PASSAGE PROVIDED below:

A forward model for earthquake generation on interacting faults including tectonics, fluids, and stress transfer

Abstract

We present a forward model of interacting faults for systems of any geometry. The model generalizes that of Miller et al. [1996,1999] to a fully three-dimensional model where faults of any strike and geometry interact through an elastic matrix using the general solutions of Okada [1992]. The model includes large-scale plate motion loading and increasing pore pressures from a source term, undrained poroelastic effects, large coseismic hydraulic property changes, and porosity creation through dilatant slip. To illustrate the basic behavior and utility of the model, results are presented of the long-term evolution (≈9300 years) for a generic case of a blind, dipping fault and a subvertical strike-slip fault in a transpressional environment. We show the stress state evolution along both faults, seismicity time lines, quasi-static rupture propagation including rake angle changes, local and regional stress buildup and rotations, static and dynamic fault interactions, and ΔCFS (changes in Coulomb Failure Stress) within the fault system. Large compartments of varying overpressure result on both faults from coseismic pore pressure changes and contribute to the complexity of the stress state. For the considered case, we find that the poroelastic effects on the receiver fault are about twice the change in the shear stress, providing a significant contribution to the ΔCFS. Regional stress rotations in response to the model seismicity indicate that further model developments must include dynamic generation of new faults in response to the evolving tectonic regime. Copyright 2001 by the American Geophysical Union.

End of PASSAGE PROVIDED.

§ DIRECTIVE 1: According to the abstract on the earthquake forward model, whose general solutions let faults interact through an elastic matrix?
The passage and the entries were drawn from separate sources.

DATA FOR THIS TASK below:

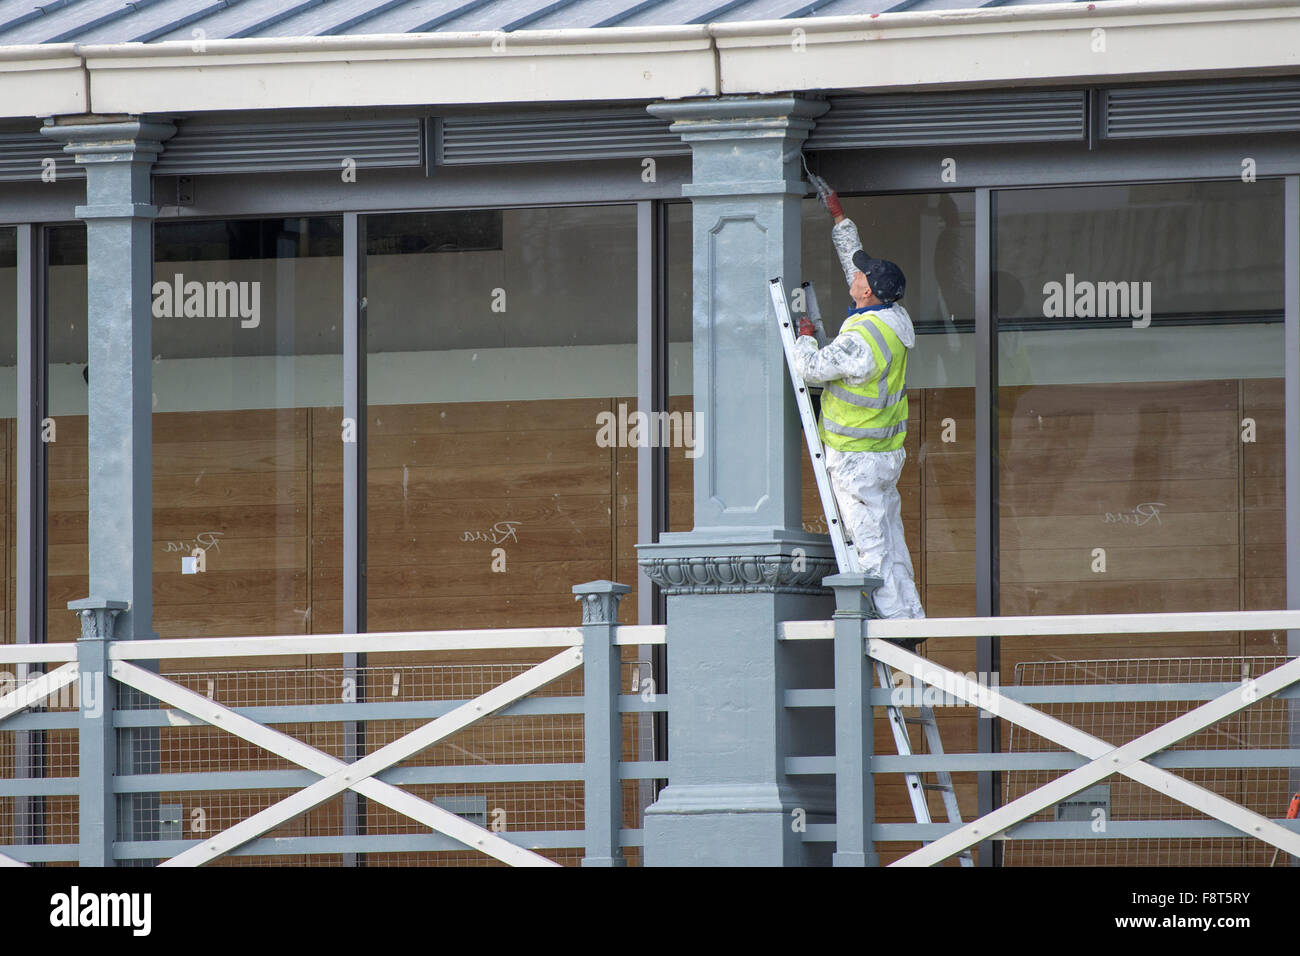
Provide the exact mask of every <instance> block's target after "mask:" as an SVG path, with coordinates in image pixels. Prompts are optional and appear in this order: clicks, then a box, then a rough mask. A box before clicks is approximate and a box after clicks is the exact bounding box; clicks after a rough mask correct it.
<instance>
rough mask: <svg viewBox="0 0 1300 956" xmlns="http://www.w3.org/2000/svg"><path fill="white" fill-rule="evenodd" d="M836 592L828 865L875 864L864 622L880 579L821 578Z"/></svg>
mask: <svg viewBox="0 0 1300 956" xmlns="http://www.w3.org/2000/svg"><path fill="white" fill-rule="evenodd" d="M822 583H823V584H824V585H826V587H828V588H832V589H833V591H835V855H833V856H832V857H831V862H832V865H833V866H879V865H880V856H879V855H878V853H876V851H875V843H872V840H871V827H872V825H874V823H875V816H876V800H875V780H874V779H872V774H871V750H872V743H874V741H872V728H874V723H875V722H874V715H872V710H871V700H870V697H871V662H870V661H868V659H867V648H866V636H865V635H863V623H865V622H866V620H867V618H875V617H878V615H876V609H875V605H874V604H872V601H871V592H874V591H875V589H876V588H879V587H880V579H878V578H868V576H867V575H863V574H837V575H831V576H829V578H824V579H822Z"/></svg>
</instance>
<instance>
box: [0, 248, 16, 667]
mask: <svg viewBox="0 0 1300 956" xmlns="http://www.w3.org/2000/svg"><path fill="white" fill-rule="evenodd" d="M17 316H18V232H17V229H14V228H13V226H6V228H0V434H3V436H4V447H5V451H4V463H3V468H0V490H3V496H0V499H3V501H4V502H5V506H4V507H5V520H4V529H5V535H6V536H8V537H6V538H5V540H6V541H8V540H13V537H12V536H13V531H10V525H12V524H13V516H14V484H16V483H14V481H13V477H12V476H13V464H12V463H10V462H12V460H13V454H14V451H13V449H14V438H16V437H17V429H16V428H14V420H16V415H17V407H18V381H17V368H18V321H17ZM9 555H10V551H9V548H8V546H5V549H4V557H0V563H3V566H4V576H3V580H5V581H8V585H6V587H5V593H4V596H3V597H0V614H3V615H4V627H3V628H0V644H12V643H13V641H14V640H17V637H16V632H14V613H13V611H14V609H13V604H12V602H10V597H9V596H10V594H12V593H13V581H14V574H16V571H14V568H16V562H17V559H18V558H19V557H21V555H14V559H13V561H10V557H9Z"/></svg>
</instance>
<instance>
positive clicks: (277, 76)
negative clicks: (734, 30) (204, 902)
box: [78, 26, 718, 114]
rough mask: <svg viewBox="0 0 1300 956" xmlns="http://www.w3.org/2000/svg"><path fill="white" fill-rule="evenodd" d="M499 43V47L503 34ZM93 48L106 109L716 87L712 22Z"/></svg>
mask: <svg viewBox="0 0 1300 956" xmlns="http://www.w3.org/2000/svg"><path fill="white" fill-rule="evenodd" d="M494 43H495V44H497V47H495V48H494V46H493V44H494ZM201 46H203V49H201V52H198V51H196V49H195V44H191V43H188V42H179V43H175V42H169V43H149V44H140V43H129V44H114V46H85V47H79V48H78V49H79V52H81V53H82V56H85V59H86V65H87V69H88V72H90V77H91V107H92V109H94V111H95V112H98V113H135V114H138V113H149V112H187V113H190V112H201V111H214V109H276V108H312V107H387V105H448V104H461V103H464V104H472V103H536V101H560V100H619V99H656V98H662V96H672V98H681V96H710V95H715V94H716V92H718V82H716V77H718V72H716V62H715V57H714V49H712V44H711V40H710V39H708V35H707V31H706V29H705V27H702V26H684V27H664V29H659V30H655V31H647V30H643V29H640V27H627V29H620V27H608V29H602V30H556V31H542V30H533V31H526V30H525V31H519V33H512V34H503V33H474V34H420V35H393V36H317V38H298V39H294V40H291V42H286V40H282V39H243V40H208V42H205V43H204V44H201Z"/></svg>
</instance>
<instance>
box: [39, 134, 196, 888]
mask: <svg viewBox="0 0 1300 956" xmlns="http://www.w3.org/2000/svg"><path fill="white" fill-rule="evenodd" d="M174 131H175V127H174V126H172V124H169V122H153V121H148V120H143V118H130V120H125V121H117V122H94V121H88V122H87V121H86V117H69V118H66V120H62V121H49V122H48V124H47V125H45V126H44V127H43V130H42V133H44V134H45V135H48V137H49V138H51V139H52V140H53V142H60V143H64V151H65V152H68V153H70V155H72V156H73V159H74V160H75V161H77V163H78V164H79V165H82V166H83V168H85V169H86V204H85V206H79V207H77V211H75V212H77V217H78V219H82V220H85V222H86V291H87V313H88V315H87V323H86V336H87V355H88V364H90V380H88V381H90V384H88V423H87V433H88V434H87V450H86V451H87V464H88V473H90V481H88V484H90V488H88V509H87V510H88V519H87V524H88V527H87V544H88V562H90V597H87V598H85V600H81V601H72V602H69V605H68V606H69V609H70V610H74V611H77V613H78V615H79V617H81V622H82V636H81V640H79V641H78V645H77V646H78V663H79V670H81V675H82V676H81V680H82V684H85V683H86V682H87V680H95V682H98V684H99V685H100V687H103V695H101V697H103V701H101V702H103V708H100V709H99V711H98V713H92V711H88V710H87V709H86V708H85V706H83V708H82V710H81V730H79V734H78V760H79V763H78V769H79V773H81V801H79V817H78V832H79V851H78V853H79V857H78V858H79V861H81V864H82V865H83V866H112V865H113V864H114V861H113V855H112V844H113V840H114V839H116V838H117V835H118V834H120V832H121V834H123V835H129V836H133V838H135V839H152V838H153V836H155V835H156V831H157V797H156V795H143V793H142V795H135V796H133V797H130V799H129V800H125V801H122V804H121V806H120V805H118V801H117V799H116V797H114V795H113V788H112V778H113V775H114V774H117V773H138V771H146V773H148V771H156V769H157V756H159V749H157V731H156V730H147V728H146V730H138V731H121V732H120V731H117V730H116V728H114V727H113V724H112V711H113V709H114V708H116V706H117V691H116V688H114V683H113V682H112V680H110V679H109V678H108V653H107V645H108V641H110V640H113V639H114V637H116V639H120V640H133V639H152V637H155V633H153V481H152V476H153V460H152V454H153V402H152V397H153V390H152V375H153V371H152V341H151V334H152V328H153V315H152V310H151V289H152V285H153V217H155V216H156V215H157V209H156V208H155V207H153V206H152V195H151V185H152V183H151V179H149V170H151V166H152V165H153V161H155V160H156V159H157V155H159V152H161V150H162V140H165V139H166V138H168V137H170V135H172V134H173V133H174ZM142 666H144V667H149V669H156V663H152V665H151V663H149V662H142ZM83 700H85V695H83Z"/></svg>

End of DATA FOR THIS TASK.

§ DIRECTIVE 2: Recast the entries as a numbered list, from their start through the line that contains "592L828 865L875 864L864", skipping blank lines and leaving out the pictures.

§ TASK ANSWER 1: The general solutions of Okada [1992].

§ TASK ANSWER 2:
1. Provide the exact mask of every <instance> block's target after "mask:" as an SVG path, with coordinates in image pixels. Prompts are optional and appear in this order: clicks, then a box, then a rough mask. A box before clicks is approximate and a box after clicks is the exact bounding box; clicks after a rough mask correct it.
2. <instance>
3. rough mask: <svg viewBox="0 0 1300 956" xmlns="http://www.w3.org/2000/svg"><path fill="white" fill-rule="evenodd" d="M836 592L828 865L875 864L864 622L880 579L821 578Z"/></svg>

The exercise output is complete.